§ Short problem: Gather every line in the rows below that contains the word "table", matching case exactly.

§ Records to process:

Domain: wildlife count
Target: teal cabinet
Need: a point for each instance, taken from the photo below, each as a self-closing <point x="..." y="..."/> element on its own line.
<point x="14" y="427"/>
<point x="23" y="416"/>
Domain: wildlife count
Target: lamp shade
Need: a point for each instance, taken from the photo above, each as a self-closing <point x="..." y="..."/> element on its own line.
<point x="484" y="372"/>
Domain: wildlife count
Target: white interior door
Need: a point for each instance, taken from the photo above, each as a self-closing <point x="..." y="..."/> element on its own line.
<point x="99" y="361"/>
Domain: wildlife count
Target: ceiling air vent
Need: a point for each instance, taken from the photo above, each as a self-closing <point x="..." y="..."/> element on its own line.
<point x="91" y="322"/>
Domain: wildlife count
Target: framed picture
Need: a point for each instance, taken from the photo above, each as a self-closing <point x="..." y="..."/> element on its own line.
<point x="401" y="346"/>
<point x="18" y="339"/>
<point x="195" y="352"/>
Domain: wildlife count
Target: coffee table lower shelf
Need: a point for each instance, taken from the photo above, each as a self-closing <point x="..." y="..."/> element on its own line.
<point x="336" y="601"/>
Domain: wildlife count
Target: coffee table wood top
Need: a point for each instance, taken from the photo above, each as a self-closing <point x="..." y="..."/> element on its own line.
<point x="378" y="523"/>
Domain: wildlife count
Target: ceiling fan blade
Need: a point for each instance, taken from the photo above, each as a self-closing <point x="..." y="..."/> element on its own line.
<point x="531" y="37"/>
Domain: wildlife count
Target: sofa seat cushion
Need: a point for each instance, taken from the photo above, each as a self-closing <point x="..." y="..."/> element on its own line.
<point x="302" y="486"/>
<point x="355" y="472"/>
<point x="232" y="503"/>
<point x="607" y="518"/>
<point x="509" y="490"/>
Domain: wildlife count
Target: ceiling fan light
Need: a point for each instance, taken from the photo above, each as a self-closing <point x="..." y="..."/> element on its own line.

§ Task result:
Target: coffee table lower shelf
Target: coffee table wood top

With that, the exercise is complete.